What the exercise asks — Reproduce the passage of the Coleman biography between "Rev. John Clay" and "education of youth.", inclusive.

Excerpt provided —
Rev. John Clay (J.C.) Coleman was an American–Canadian minister, theologian, and black rights activist. Born to freed slaves in Durant, Holmes Co., Mississippi. He travelled to Canada seeking Christian ordination, and was ordained by the African Methodist-Episcopal Church. Coleman was accepted as the "first coloured student" at Victoria University, Toronto, Canada. In 1898 he published a book titled The Jim Crow Car: Denouncement of Injustice Meted Out to the Black Race, condemning the racial atrocities of the American South.

== Biography ==
Coleman was one of seven children born in 1871 to Peter Coleman and Rowena Harrington, both of whom had been slaves on Tome Bigbee River, Alabama before being sold to a plantation owner in Mississippi.

He was raised in a Methodist Christian family, passionate about scripture and the education of youth.

== Career ==
Coleman was ordained by Bishop H. M. Turner in 1895 at the Annual Conference of the A. M. E. Church, before enrolling as a divinity student at Victoria College, Toronto. Coleman was accepted as the "first coloured student" at Victoria University, Toronto, ON, where he was a member of the 1897-98 Specialist Class of Theology.

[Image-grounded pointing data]
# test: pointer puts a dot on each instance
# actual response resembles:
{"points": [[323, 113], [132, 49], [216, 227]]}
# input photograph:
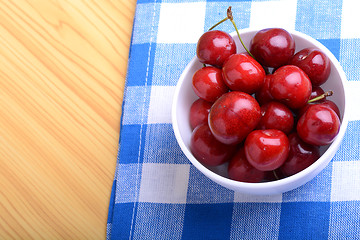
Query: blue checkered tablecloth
{"points": [[158, 194]]}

Your solution —
Rev. John Clay (J.C.) Coleman was an American–Canadian minister, theologian, and black rights activist. Born to freed slaves in Durant, Holmes Co., Mississippi. He travelled to Canada seeking Christian ordination, and was ordained by the African Methodist-Episcopal Church. Coleman was accepted as the "first coloured student" at Victoria University, Toronto, Canada. In 1898 he published a book titled The Jim Crow Car: Denouncement of Injustice Meted Out to the Black Race, condemning the racial atrocities of the American South.

== Biography ==
Coleman was one of seven children born in 1871 to Peter Coleman and Rowena Harrington, both of whom had been slaves on Tome Bigbee River, Alabama before being sold to a plantation owner in Mississippi.

He was raised in a Methodist Christian family, passionate about scripture and the education of youth.